### Data to process
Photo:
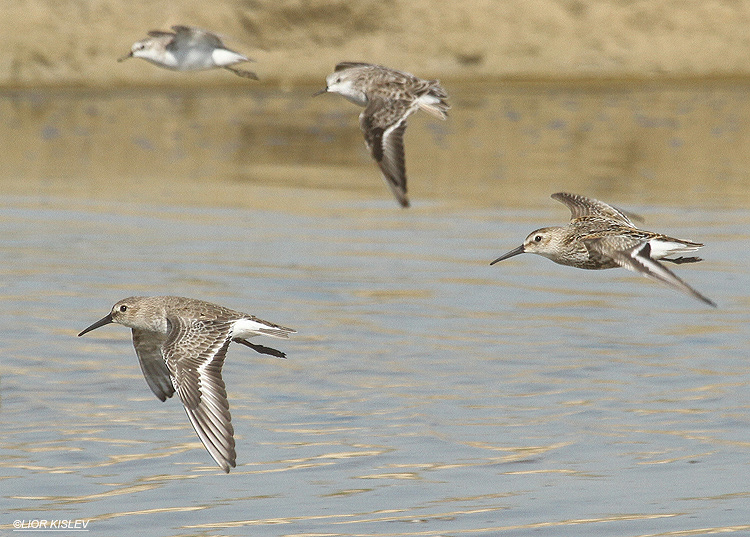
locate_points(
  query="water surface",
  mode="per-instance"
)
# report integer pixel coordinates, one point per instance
(426, 392)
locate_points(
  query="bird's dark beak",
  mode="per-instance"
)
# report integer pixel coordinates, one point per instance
(513, 252)
(97, 324)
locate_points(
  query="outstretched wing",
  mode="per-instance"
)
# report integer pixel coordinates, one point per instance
(383, 126)
(195, 352)
(582, 206)
(638, 259)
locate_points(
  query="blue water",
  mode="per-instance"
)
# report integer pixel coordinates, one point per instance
(426, 393)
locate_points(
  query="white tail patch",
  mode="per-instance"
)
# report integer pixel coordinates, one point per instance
(433, 106)
(661, 248)
(247, 328)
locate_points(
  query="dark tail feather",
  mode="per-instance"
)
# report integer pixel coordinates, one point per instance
(261, 349)
(680, 260)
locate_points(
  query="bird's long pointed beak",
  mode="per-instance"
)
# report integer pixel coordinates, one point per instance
(512, 253)
(97, 324)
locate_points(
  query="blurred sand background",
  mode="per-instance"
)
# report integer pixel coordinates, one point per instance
(76, 42)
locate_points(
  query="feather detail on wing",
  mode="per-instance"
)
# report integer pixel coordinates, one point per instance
(638, 259)
(384, 134)
(195, 353)
(581, 206)
(148, 348)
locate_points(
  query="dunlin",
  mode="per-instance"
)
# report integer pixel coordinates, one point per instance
(389, 97)
(181, 344)
(600, 236)
(188, 49)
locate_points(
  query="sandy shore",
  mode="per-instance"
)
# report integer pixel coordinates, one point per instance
(71, 42)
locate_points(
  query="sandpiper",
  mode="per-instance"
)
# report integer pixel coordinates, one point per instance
(389, 97)
(181, 344)
(600, 236)
(188, 49)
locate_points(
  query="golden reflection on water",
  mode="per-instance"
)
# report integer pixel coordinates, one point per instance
(509, 144)
(493, 368)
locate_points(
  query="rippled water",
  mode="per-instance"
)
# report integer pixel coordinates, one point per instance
(426, 392)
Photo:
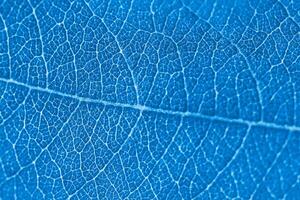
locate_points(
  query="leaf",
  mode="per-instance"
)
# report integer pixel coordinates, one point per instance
(149, 100)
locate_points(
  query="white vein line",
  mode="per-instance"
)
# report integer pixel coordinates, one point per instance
(157, 110)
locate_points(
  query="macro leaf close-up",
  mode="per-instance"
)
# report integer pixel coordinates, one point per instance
(149, 99)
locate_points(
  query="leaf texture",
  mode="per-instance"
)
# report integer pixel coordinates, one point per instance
(138, 99)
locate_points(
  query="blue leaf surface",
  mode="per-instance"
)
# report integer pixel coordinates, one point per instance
(137, 99)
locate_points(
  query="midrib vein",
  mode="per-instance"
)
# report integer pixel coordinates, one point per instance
(157, 110)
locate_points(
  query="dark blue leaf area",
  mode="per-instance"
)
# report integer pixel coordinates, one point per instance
(157, 99)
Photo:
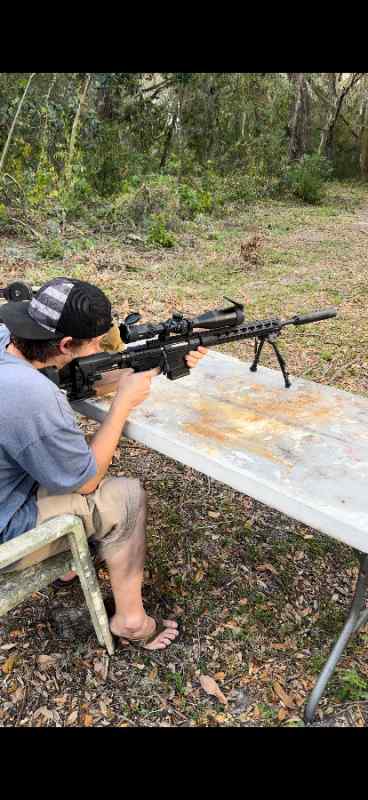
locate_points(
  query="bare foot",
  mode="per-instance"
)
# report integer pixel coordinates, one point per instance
(162, 640)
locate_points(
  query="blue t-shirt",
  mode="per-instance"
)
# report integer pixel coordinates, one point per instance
(40, 443)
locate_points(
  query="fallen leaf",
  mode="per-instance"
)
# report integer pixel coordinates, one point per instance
(44, 712)
(211, 687)
(267, 568)
(286, 699)
(153, 674)
(45, 662)
(18, 695)
(101, 668)
(9, 664)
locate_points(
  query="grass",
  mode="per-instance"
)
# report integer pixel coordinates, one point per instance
(244, 625)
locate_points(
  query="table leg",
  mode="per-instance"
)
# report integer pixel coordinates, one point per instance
(358, 616)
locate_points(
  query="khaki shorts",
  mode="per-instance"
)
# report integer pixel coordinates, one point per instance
(109, 516)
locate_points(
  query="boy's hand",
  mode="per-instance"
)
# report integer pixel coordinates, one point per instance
(194, 356)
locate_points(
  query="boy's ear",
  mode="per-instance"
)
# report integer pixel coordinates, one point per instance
(65, 344)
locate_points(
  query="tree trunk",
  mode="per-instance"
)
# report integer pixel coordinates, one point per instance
(168, 140)
(74, 133)
(300, 118)
(10, 134)
(328, 133)
(43, 136)
(363, 139)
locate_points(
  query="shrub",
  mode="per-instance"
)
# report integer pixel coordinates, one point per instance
(304, 179)
(51, 248)
(159, 234)
(194, 201)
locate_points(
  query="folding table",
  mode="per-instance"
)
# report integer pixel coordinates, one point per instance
(302, 451)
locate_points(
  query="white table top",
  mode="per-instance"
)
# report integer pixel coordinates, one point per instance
(303, 450)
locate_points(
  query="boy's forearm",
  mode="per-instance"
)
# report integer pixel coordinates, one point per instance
(105, 441)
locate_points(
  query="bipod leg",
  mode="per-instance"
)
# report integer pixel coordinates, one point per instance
(257, 354)
(358, 616)
(282, 364)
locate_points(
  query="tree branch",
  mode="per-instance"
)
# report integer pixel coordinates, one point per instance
(16, 115)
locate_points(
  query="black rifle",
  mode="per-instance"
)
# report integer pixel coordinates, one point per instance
(167, 343)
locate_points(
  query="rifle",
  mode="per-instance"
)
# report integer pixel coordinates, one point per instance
(167, 343)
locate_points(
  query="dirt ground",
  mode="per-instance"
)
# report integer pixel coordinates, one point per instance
(259, 597)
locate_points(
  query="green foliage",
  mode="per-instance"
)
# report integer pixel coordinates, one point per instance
(194, 201)
(51, 248)
(159, 234)
(352, 686)
(305, 179)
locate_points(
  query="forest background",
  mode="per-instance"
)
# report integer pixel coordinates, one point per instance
(171, 190)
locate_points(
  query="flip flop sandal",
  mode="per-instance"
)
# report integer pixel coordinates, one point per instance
(123, 641)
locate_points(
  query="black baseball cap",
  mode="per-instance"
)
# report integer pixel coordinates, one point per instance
(61, 307)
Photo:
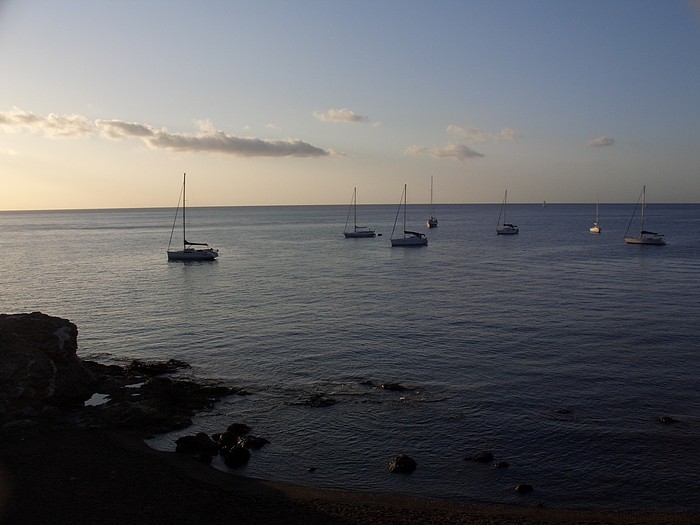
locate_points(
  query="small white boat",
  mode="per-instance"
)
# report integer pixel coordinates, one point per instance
(596, 225)
(645, 236)
(357, 231)
(432, 220)
(188, 253)
(503, 227)
(409, 238)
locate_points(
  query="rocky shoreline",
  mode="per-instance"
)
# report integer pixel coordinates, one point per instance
(65, 461)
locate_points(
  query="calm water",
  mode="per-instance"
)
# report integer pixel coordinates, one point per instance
(555, 349)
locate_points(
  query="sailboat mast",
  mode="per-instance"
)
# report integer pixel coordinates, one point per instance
(644, 205)
(431, 196)
(405, 205)
(354, 198)
(184, 207)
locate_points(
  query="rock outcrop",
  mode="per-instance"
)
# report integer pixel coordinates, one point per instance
(39, 362)
(42, 380)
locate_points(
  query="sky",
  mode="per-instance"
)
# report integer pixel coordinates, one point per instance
(105, 104)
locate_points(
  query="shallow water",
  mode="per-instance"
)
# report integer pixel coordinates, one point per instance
(555, 349)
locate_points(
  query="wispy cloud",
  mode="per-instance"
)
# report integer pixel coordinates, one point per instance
(601, 142)
(51, 125)
(206, 140)
(460, 152)
(341, 115)
(479, 136)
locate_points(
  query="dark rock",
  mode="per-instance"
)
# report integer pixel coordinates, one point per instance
(393, 387)
(39, 362)
(523, 488)
(228, 439)
(481, 457)
(236, 457)
(186, 445)
(320, 400)
(402, 464)
(252, 442)
(156, 368)
(238, 429)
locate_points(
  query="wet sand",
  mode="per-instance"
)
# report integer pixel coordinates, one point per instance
(112, 477)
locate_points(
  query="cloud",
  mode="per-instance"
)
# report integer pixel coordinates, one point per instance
(340, 115)
(460, 152)
(601, 142)
(206, 140)
(479, 136)
(52, 125)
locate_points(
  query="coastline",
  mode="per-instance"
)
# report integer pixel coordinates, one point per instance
(111, 476)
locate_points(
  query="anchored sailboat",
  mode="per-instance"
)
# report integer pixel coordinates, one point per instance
(596, 225)
(357, 231)
(432, 221)
(505, 228)
(644, 237)
(409, 238)
(188, 253)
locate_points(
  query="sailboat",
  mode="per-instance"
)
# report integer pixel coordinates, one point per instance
(188, 253)
(596, 225)
(644, 237)
(357, 231)
(432, 221)
(505, 228)
(409, 238)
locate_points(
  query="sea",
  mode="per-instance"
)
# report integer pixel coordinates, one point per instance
(556, 350)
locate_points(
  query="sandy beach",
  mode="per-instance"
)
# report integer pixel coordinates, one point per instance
(112, 477)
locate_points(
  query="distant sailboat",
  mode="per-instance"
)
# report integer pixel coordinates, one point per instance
(596, 225)
(408, 238)
(357, 231)
(644, 237)
(188, 253)
(432, 221)
(503, 227)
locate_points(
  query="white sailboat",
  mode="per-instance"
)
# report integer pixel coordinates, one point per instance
(188, 253)
(596, 225)
(432, 221)
(503, 227)
(409, 238)
(644, 237)
(357, 231)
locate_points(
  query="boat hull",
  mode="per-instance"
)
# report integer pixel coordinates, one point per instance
(646, 239)
(360, 234)
(409, 242)
(193, 255)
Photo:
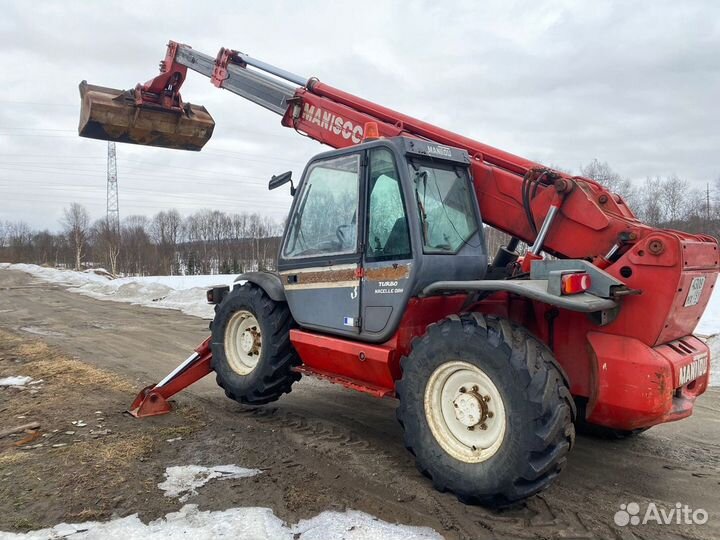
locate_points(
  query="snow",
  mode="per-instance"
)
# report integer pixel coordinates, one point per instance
(184, 293)
(187, 294)
(18, 380)
(235, 523)
(254, 523)
(183, 481)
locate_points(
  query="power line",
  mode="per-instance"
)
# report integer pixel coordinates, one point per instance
(113, 200)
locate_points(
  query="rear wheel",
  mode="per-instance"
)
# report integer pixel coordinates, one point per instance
(485, 410)
(251, 351)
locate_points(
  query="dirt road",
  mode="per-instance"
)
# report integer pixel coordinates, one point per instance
(340, 449)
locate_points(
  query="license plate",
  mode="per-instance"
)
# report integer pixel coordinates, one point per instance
(695, 291)
(693, 370)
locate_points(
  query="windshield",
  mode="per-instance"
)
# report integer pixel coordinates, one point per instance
(445, 205)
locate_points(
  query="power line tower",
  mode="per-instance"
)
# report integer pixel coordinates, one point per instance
(113, 203)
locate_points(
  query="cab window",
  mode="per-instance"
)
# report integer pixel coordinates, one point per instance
(388, 234)
(325, 218)
(445, 205)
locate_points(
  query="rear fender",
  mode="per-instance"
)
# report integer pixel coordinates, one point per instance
(267, 281)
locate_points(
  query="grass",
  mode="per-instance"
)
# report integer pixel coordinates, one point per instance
(43, 362)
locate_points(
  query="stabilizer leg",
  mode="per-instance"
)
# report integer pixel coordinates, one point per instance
(153, 400)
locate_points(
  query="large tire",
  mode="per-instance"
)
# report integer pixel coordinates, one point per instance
(583, 427)
(251, 351)
(528, 418)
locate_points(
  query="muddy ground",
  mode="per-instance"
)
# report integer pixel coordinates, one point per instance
(321, 447)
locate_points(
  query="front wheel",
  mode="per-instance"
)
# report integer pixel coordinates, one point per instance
(485, 409)
(251, 351)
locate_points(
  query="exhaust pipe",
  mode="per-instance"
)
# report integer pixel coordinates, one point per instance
(110, 114)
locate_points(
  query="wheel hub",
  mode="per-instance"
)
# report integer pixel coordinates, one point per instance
(465, 411)
(471, 408)
(248, 341)
(243, 342)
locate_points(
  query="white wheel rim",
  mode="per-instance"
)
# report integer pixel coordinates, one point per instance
(465, 411)
(243, 342)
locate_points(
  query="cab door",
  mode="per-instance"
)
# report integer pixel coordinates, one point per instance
(320, 261)
(388, 265)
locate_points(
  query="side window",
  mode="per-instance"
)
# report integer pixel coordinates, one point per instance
(325, 219)
(388, 236)
(446, 208)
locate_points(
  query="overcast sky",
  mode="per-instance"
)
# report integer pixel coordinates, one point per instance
(632, 83)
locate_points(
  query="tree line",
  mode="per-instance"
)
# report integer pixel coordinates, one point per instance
(211, 241)
(206, 242)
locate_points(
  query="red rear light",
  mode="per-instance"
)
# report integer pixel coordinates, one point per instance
(576, 283)
(370, 131)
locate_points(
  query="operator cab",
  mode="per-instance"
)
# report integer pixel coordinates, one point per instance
(371, 226)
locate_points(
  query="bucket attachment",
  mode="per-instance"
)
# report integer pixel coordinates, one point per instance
(153, 400)
(114, 115)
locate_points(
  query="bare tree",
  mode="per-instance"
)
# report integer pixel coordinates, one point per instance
(674, 200)
(76, 222)
(602, 173)
(165, 231)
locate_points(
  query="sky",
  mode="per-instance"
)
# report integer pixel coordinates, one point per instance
(632, 83)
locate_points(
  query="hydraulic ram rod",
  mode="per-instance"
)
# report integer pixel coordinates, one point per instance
(253, 85)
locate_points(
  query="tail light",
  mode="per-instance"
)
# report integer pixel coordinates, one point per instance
(576, 283)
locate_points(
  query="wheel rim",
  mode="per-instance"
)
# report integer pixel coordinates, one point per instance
(243, 342)
(465, 411)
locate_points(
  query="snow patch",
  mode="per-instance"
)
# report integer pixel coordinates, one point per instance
(17, 380)
(255, 523)
(184, 293)
(183, 481)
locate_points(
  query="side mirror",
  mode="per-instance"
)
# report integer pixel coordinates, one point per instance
(281, 180)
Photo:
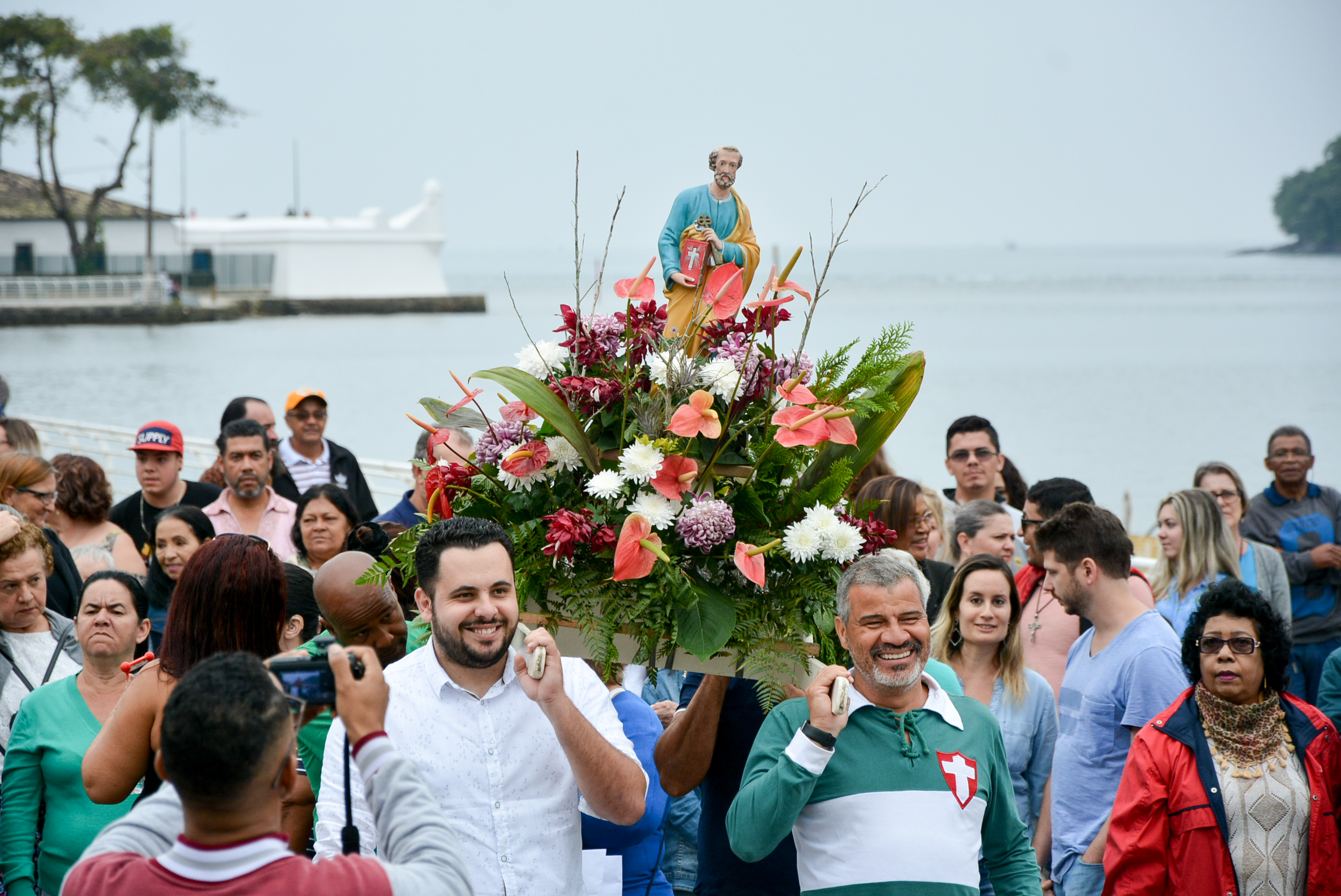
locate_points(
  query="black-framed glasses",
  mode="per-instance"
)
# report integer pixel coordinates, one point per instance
(963, 454)
(1241, 644)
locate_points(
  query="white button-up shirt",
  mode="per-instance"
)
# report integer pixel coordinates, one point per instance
(495, 767)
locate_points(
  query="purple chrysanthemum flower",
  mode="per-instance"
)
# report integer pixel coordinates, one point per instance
(707, 524)
(499, 438)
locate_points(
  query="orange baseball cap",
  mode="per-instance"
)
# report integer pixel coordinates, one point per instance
(298, 395)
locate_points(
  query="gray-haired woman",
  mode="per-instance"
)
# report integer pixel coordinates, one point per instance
(983, 528)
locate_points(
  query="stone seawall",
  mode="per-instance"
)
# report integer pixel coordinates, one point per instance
(251, 308)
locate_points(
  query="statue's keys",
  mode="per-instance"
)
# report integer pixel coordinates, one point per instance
(534, 659)
(839, 697)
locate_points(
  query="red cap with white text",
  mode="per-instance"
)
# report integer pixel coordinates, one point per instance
(159, 435)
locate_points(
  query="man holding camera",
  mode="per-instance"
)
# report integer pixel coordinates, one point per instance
(506, 752)
(227, 758)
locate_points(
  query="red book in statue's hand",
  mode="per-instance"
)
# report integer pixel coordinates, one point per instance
(694, 257)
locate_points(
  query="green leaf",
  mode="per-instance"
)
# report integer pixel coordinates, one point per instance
(706, 627)
(750, 506)
(872, 431)
(468, 418)
(549, 405)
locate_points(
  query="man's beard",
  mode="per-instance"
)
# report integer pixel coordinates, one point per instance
(249, 494)
(899, 682)
(455, 650)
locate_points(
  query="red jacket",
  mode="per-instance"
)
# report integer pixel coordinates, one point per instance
(1168, 833)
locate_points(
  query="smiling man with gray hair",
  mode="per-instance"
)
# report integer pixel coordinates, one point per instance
(914, 753)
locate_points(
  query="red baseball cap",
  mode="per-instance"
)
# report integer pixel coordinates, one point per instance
(159, 435)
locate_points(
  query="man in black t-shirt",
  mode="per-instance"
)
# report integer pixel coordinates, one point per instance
(159, 448)
(706, 746)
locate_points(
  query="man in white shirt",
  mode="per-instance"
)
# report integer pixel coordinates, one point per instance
(507, 756)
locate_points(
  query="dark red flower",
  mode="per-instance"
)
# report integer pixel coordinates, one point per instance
(875, 534)
(567, 532)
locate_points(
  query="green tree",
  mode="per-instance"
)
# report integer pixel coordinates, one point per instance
(1309, 204)
(42, 60)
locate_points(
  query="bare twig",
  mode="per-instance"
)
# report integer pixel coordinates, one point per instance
(835, 242)
(600, 277)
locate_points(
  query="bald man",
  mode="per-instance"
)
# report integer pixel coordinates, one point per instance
(356, 615)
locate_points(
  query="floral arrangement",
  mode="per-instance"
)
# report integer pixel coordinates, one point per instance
(684, 490)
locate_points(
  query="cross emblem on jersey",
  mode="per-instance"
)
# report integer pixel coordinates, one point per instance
(960, 775)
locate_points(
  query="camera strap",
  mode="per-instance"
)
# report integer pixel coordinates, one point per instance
(349, 836)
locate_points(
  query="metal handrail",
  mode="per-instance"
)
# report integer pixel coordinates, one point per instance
(388, 481)
(25, 290)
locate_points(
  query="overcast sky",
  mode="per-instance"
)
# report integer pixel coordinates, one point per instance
(1030, 122)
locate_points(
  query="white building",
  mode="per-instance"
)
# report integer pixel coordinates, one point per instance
(369, 257)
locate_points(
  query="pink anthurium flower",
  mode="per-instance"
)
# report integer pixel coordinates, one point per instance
(696, 416)
(528, 459)
(639, 549)
(636, 288)
(840, 424)
(725, 292)
(750, 560)
(797, 393)
(800, 426)
(676, 477)
(518, 412)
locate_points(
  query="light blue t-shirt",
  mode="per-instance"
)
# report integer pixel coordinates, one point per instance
(1179, 608)
(1127, 685)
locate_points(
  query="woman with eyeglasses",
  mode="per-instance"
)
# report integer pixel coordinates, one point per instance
(902, 505)
(29, 486)
(1197, 553)
(1234, 788)
(231, 597)
(1259, 565)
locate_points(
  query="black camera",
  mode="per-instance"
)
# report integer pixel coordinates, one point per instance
(311, 679)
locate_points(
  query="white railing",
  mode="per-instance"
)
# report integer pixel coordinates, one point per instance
(104, 290)
(108, 446)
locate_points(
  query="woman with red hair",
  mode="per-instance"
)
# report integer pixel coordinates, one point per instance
(231, 597)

### Work instructions
Give the number of lines in the data above that contain the string "flower". Reply with the number alone.

### Expected answer
3